Exercise description
What is needed is an exact copy of all the lines below.

Records for the task
────────────────────

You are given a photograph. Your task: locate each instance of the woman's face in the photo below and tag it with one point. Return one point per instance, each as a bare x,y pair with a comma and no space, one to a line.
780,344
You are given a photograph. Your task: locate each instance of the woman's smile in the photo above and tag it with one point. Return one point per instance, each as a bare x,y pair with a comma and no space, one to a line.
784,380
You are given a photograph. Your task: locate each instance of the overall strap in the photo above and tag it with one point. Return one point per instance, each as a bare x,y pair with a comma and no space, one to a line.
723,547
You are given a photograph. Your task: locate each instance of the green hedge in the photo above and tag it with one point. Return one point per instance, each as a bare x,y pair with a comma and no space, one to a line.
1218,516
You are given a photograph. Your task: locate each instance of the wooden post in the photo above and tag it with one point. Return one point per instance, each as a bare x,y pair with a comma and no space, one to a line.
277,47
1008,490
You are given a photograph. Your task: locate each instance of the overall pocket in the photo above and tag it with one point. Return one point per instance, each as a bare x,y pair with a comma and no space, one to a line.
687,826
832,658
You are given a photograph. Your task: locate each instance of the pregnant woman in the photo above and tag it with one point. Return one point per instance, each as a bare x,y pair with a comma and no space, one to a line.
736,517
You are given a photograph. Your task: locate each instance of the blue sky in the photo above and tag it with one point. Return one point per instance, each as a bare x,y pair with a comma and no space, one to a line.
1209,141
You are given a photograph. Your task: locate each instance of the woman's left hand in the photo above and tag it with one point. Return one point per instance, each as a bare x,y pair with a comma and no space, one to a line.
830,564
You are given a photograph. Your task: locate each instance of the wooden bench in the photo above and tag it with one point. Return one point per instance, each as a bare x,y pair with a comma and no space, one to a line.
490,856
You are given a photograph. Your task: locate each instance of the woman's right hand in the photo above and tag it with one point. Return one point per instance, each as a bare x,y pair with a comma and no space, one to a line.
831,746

────────────────────

Answer to this exercise
You are given a photograph. Your task: locate each instance of the woman's face in the photo below and tag it with one point. Return one point per instance, each as a bare x,y pair with a comma and no space, one to a line.
780,344
You are given a photograph. Your task: locate each instance of the woman's smile in the photo above and tag it with one point. Return one point per instance, each as a bare x,y pair with a comma and no space, one to a line.
784,380
You are given a photograph. Your task: locate each instance of the overall strap in the photo above and tag it with one point. Return one point per instance, each as a bare x,y pair with a comma and no space, one to a line.
723,547
You are given a photograph. Your task: locate each instance of the green hedge in the photo above and tag it with one point. Return one point per instance, each as a bare x,y pair with a comma and no space, one to a line.
1218,516
You are given a photograph. Your task: locate each instance of the wooden post in the photo above and tag it with one point. Return one point per instance, each as a bare x,y pair with a comma and no space, one to a line.
277,47
1008,490
You are given a photograph. Your task: locate each instance of the overall pocket in the photo above and tag it with one point. Return one point per instance, each as a bare x,y pair with a comma and no space, one to a line.
687,826
832,658
You are given a photograph. Your task: locate each instance of the pregnant woman in the photo above and tag it with one point. Return one point per instance, each as a bare x,y pair with a comma and no space, one to a line.
736,517
You are given a photograph. Your task: locate each instance of the blue sky in the photo above and tag it with one point. Return one point per instance, each as a bare x,y pair with a comma and no space, one to a line.
1209,141
You are given a photograph. Your task: locate each instance of the woman's left hand in the photo above and tag it with one point. Return one point per instance, each as a bare x,y pair with a comma and no space, one to a line.
830,564
You are given a photograph. Your task: locate each instance of the wooden bench in the photo above and tag it with one point. Return one point per instance, each as a bare x,y pair with a comma and no space, one to a line.
490,856
You are given a photograph. Your task: locate each instance of the woman's right hand in the photo above and tag it with one point. Return one point per instance, each as a bare x,y pair with a comma and no space, one to a line.
831,746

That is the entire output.